* BEGIN Extracted records *
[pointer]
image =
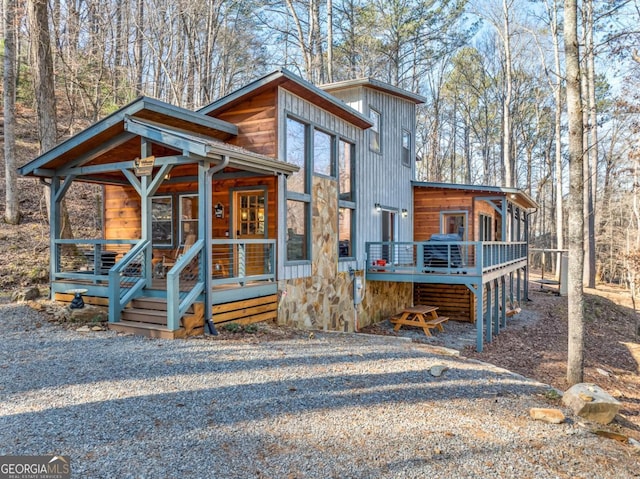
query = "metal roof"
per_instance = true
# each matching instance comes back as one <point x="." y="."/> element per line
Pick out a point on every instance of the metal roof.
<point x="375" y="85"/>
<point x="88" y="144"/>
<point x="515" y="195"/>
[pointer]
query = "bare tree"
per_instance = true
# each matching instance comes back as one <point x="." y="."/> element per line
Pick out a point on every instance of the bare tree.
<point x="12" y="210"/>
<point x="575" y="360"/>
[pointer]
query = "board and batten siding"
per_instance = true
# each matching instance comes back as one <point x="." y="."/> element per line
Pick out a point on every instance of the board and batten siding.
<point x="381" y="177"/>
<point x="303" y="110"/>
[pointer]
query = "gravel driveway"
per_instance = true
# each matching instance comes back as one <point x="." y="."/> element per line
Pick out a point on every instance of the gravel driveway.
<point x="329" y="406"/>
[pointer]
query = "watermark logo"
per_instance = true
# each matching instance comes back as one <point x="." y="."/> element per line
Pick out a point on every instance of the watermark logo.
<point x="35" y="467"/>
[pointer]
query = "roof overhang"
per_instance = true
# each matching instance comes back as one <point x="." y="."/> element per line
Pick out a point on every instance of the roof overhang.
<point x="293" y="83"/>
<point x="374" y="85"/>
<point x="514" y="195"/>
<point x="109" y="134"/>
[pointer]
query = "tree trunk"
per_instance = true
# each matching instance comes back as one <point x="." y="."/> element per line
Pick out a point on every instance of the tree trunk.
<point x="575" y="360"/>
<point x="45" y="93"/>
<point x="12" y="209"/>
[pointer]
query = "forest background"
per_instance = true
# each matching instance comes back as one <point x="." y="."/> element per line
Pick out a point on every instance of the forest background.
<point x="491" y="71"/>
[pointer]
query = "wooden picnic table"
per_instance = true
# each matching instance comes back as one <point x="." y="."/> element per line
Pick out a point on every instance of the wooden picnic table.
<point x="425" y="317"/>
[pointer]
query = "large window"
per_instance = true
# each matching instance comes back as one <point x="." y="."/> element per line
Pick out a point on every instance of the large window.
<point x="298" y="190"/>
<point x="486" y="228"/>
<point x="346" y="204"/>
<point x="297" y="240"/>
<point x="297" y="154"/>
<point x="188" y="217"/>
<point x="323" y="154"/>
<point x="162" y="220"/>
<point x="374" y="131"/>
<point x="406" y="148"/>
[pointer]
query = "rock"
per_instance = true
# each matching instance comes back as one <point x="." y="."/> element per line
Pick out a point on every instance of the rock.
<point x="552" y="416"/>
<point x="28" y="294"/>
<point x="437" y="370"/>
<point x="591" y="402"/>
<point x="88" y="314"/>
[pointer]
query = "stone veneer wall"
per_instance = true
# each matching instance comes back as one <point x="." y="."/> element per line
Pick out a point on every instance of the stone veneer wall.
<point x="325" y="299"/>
* END Extracted records *
* BEGIN Extracted records *
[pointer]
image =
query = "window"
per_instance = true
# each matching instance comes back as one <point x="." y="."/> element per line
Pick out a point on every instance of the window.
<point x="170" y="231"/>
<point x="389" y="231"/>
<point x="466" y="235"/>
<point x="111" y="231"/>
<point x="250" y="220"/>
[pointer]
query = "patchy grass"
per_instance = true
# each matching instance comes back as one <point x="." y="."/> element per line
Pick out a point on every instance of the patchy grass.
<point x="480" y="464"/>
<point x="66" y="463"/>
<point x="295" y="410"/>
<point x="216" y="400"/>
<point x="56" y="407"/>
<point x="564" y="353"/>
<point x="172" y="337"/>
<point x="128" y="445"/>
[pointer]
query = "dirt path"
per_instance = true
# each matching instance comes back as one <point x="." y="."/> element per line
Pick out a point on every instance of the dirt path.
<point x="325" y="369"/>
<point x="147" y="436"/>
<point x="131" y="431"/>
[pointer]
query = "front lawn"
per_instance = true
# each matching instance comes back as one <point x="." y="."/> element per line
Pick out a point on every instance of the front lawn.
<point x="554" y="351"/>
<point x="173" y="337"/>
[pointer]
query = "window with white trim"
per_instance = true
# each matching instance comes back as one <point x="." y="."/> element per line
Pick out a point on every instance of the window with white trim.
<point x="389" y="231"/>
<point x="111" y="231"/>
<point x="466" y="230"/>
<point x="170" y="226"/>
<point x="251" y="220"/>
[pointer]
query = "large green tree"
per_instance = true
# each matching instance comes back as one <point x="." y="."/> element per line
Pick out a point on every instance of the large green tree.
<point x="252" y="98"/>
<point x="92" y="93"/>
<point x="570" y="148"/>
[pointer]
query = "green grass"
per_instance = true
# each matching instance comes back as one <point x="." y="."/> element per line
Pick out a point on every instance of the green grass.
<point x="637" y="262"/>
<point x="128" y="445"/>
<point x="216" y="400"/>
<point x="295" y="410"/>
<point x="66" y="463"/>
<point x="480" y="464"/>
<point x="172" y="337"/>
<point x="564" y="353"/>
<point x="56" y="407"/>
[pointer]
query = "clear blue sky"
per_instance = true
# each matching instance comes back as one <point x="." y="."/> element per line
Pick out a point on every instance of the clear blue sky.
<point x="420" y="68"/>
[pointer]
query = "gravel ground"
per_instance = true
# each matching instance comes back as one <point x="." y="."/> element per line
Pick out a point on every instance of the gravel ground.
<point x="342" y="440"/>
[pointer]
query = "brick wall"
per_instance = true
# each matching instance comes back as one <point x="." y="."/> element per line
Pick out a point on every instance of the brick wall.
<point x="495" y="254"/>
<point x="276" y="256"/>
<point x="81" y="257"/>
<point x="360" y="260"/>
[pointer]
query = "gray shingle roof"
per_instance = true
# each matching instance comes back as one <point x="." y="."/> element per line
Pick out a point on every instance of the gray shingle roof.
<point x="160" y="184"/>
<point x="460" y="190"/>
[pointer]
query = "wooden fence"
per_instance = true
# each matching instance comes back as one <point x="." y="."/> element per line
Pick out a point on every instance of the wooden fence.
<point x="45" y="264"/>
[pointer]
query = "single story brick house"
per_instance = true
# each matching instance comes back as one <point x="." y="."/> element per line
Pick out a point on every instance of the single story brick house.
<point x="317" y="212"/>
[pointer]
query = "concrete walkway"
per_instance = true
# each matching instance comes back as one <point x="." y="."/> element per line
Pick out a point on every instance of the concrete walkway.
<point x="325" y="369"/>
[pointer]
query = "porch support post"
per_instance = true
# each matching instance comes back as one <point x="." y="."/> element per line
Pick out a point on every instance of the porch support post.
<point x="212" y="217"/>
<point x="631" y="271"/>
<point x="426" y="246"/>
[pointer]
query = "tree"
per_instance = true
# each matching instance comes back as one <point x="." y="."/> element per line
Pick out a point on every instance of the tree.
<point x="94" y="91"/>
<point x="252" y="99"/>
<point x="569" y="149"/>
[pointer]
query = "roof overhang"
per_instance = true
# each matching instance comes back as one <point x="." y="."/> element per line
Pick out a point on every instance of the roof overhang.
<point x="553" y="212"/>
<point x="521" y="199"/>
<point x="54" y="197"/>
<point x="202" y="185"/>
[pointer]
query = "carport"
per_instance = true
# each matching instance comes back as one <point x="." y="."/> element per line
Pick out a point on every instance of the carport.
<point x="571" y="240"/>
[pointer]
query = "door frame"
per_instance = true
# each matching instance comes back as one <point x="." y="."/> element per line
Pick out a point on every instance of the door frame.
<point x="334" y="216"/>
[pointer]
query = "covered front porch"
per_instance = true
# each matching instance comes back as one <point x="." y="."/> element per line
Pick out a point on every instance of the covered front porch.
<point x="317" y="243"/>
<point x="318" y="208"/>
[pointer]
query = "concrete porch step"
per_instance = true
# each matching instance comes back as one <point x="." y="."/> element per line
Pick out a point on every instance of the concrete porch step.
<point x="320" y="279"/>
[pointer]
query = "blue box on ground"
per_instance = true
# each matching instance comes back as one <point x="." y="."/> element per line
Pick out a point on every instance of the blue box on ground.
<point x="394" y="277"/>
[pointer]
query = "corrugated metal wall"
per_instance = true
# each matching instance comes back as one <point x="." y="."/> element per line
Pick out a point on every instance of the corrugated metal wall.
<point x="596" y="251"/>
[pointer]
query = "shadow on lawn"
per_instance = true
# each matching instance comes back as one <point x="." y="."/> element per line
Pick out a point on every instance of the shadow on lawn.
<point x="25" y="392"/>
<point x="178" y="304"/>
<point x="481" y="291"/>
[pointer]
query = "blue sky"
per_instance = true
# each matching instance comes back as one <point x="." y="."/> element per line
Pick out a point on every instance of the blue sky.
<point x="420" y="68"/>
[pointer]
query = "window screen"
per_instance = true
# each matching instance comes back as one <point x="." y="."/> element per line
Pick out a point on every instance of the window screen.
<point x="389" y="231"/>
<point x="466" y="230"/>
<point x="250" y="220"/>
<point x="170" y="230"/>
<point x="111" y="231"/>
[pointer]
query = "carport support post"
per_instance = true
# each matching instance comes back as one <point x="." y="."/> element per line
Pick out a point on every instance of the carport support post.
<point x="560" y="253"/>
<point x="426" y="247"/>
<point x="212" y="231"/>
* END Extracted records *
### What needs to be done
Show every line of the listing above that contains the string "shingle", paying attention to case.

### Written response
query = "gray shingle roof"
Pick out a point on every instance of the gray shingle roof.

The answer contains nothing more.